PROBLEM TO WORK ON>
Find each line in the records below that contains the word "kindly", and copy those lines.

[Region annotation items]
□ □ □ □ □

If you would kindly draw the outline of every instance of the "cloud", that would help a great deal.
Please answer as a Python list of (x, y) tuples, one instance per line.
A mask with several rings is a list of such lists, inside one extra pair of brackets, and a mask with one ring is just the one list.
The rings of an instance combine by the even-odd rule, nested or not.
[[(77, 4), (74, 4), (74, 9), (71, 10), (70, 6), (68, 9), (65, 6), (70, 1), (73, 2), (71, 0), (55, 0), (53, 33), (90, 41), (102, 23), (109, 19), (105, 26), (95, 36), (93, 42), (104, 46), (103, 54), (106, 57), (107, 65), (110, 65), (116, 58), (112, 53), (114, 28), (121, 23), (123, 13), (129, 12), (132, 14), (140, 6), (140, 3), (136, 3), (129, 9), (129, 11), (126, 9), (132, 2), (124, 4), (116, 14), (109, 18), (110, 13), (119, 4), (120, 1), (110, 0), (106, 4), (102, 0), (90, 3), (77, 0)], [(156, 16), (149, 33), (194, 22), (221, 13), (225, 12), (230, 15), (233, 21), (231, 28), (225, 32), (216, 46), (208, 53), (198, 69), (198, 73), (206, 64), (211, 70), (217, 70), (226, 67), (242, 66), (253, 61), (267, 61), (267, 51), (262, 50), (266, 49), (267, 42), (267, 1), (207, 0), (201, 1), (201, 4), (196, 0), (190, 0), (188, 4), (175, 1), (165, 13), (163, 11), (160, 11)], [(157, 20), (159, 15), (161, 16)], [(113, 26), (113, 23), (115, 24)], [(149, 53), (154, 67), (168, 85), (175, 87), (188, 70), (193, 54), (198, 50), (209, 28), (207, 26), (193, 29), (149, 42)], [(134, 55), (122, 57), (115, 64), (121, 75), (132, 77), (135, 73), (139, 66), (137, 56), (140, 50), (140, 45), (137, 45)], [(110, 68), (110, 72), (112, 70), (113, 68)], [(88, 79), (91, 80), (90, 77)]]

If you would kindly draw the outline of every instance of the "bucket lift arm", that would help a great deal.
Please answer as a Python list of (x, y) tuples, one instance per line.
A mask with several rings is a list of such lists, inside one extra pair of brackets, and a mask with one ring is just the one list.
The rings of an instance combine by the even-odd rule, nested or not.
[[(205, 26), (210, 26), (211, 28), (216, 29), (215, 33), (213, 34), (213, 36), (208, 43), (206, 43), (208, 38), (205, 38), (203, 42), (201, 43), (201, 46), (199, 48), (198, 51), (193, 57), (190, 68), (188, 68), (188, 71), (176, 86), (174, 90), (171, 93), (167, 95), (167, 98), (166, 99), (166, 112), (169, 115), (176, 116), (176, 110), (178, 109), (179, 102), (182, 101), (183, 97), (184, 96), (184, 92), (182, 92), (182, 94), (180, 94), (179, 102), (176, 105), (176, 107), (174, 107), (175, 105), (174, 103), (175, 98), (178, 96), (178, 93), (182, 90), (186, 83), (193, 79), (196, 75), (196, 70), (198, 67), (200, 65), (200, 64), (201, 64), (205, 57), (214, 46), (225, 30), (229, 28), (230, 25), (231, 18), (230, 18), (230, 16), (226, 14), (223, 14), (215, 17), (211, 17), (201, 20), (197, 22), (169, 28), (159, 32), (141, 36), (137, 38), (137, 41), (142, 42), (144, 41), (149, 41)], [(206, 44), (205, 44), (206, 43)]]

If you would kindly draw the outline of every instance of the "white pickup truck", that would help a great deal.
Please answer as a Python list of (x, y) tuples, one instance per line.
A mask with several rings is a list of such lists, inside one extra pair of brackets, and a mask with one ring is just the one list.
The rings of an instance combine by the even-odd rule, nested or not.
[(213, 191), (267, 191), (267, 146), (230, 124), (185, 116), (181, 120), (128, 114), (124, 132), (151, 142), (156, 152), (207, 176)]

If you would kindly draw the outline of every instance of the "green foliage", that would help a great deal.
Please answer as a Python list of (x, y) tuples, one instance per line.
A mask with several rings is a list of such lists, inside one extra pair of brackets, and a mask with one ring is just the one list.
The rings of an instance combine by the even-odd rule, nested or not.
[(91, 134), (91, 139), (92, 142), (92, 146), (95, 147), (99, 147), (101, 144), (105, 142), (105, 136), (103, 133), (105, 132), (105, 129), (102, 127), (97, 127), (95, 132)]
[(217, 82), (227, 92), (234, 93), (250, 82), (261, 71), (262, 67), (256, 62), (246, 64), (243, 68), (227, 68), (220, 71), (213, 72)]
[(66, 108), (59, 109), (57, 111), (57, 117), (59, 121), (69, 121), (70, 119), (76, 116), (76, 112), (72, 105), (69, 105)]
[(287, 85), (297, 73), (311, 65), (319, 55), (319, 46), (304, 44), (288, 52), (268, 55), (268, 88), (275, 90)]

□ □ □ □ □

FINAL RESULT>
If you would kindly draw the outline of every instance of the "cloud", that would help a great deal.
If you would kindly draw the outline of every instance of the "bucket lift arm", that would help a great deal.
If you would kindly draw the outline of every instance of the "white pickup truck", that would help a great deal.
If you would kindly draw the outline of every instance of the "green foliage", that would help a great deal.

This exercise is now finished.